WHAT TO WORK ON.
1. Reproduce the essay from "For the past" to "into my life.", swapping "stagnant" for "stalled".
2. For each statement, say yes or no to whether it agrees with the essay, and quote the deciding words: (a) The writer earned a scuba diving certification in Cancún. (b) The writer began learning jazz piano in March. (c) The writer spent a month living in Japan.

EXCERPTED PASSAGE.
And through everything that followed this year, I finally understood—the home I had been searching for was right beneath my own feet.
2. Exploration
2024 was a year of adventure. In January, I hiked in Chile. In March, I traveled to Romania and Paris. In June, I visited Maine. In July, I went to Cancún and got my scuba diving certification. In October, I attended a design conference in Copenhagen. At the end of November, I spent a month living in Japan.
It was also a year of inward exploration. Without realizing it, I tried so many new things. I started learning jazz piano in January—music theory and improvisation. Even though progress has been slow, I’ve picked up enough tools to truly enjoy creating music. Early in the year, I met a great climbing coach at the gym. I used to climb completely blindly, but with his guidance, I finally found my footing.
This year, I also took the initiative to organize gatherings, meet new people, and expand my social circle. In all this exploration, I was learning how to live more in the present.
For the past two years, my career has been stagnant. The work I once felt passionate about has gradually lost its spark. So, starting two years ago, I began actively searching for something outside of work to ground me.
I tend to overthink. My imagination excites me sometimes, but other times, it paralyzes me with fear. In the past, this trait gave me an edge—I was decisive, always knowing what I wanted in my studies and in life. I was creative, a natural problem solver at work. Many design problems that my colleagues struggled through with rounds of trial and error—I could usually solve them in my head within minutes. In life, I was the one offering advice, the one with my own perspectives on the world, attracting equally interesting people into my life.
But as I entered my thirties and encountered increasingly complex challenges, I started hesitating—overthinking on the climbing wall, fearing change at work.
One day, I recorded a video of myself playing an improvised piece on the piano, hoping to track my progress. I had been proud of myself, thinking I had played some decent melodies. But when I watched the video, I noticed my fingers hesitating, moving cautiously over the keys. What I thought was smooth and expressive sounded thin and lifeless. It was a simple song—chords I knew well—yet my hands had betrayed my fear.
Looking back at everything I worked on this year, I couldn’t find a single result I was satisfied with. For a moment, I felt like I wasn’t good at anything.
Then a friend messaged me and said, “Why are you thinking like a test-taker?”
And they were right. I suddenly realized that for so long, I hadn’t been striving for myself—I had been striving for approval. The more I achieved, the more insecure I felt.
I had always thought of myself as a nonconformist, someone who rejected elitism. But looking at my life, I was still following the “model student” script.

[Saved entries]
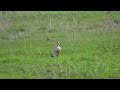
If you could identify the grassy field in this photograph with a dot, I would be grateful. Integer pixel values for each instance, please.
(90, 42)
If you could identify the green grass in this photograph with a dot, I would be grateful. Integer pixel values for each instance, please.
(90, 42)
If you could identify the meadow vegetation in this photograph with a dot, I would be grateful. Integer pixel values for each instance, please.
(90, 42)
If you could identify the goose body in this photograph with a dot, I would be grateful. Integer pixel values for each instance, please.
(56, 50)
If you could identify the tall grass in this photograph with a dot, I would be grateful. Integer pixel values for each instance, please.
(90, 42)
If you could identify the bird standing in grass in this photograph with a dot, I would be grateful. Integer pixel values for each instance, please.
(56, 50)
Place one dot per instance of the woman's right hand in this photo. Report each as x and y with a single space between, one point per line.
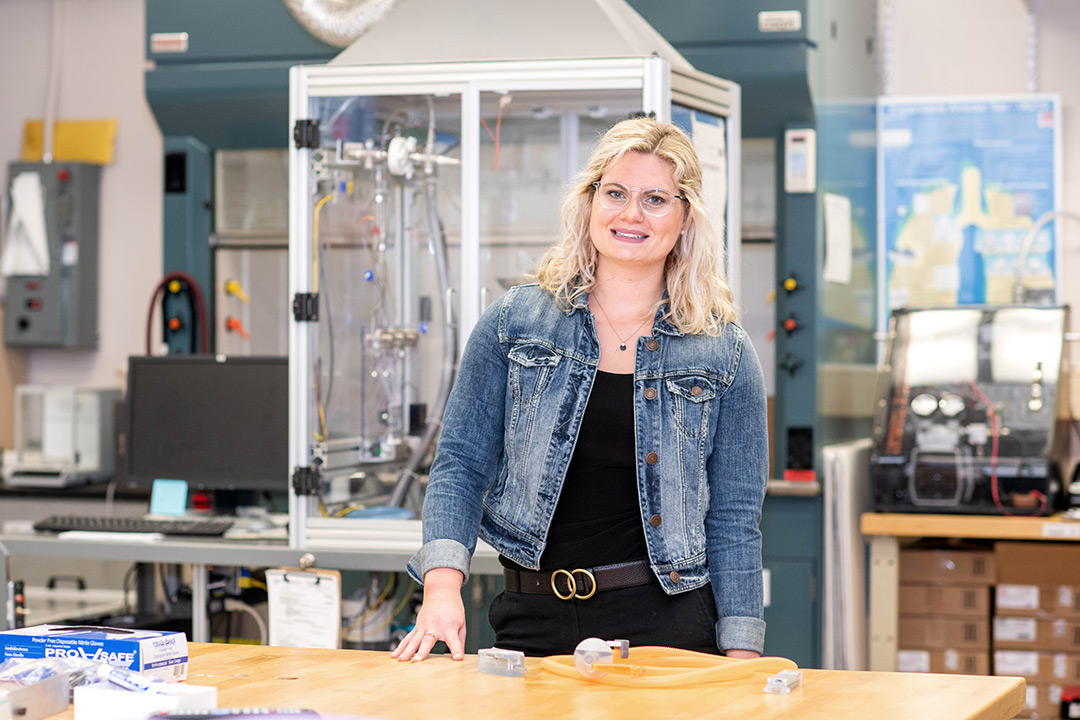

EXPECTED RESULTS.
1.
For the past two years, my career has been stalled. The work I once felt passionate about has gradually lost its spark. So, starting two years ago, I began actively searching for something outside of work to ground me.
I tend to overthink. My imagination excites me sometimes, but other times, it paralyzes me with fear. In the past, this trait gave me an edge—I was decisive, always knowing what I wanted in my studies and in life. I was creative, a natural problem solver at work. Many design problems that my colleagues struggled through with rounds of trial and error—I could usually solve them in my head within minutes. In life, I was the one offering advice, the one with my own perspectives on the world, attracting equally interesting people into my life.

2.
(a) Yes: "In July, I went to Cancún and got my scuba diving certification."
(b) No: "I started learning jazz piano in January"
(c) Yes: "At the end of November, I spent a month living in Japan."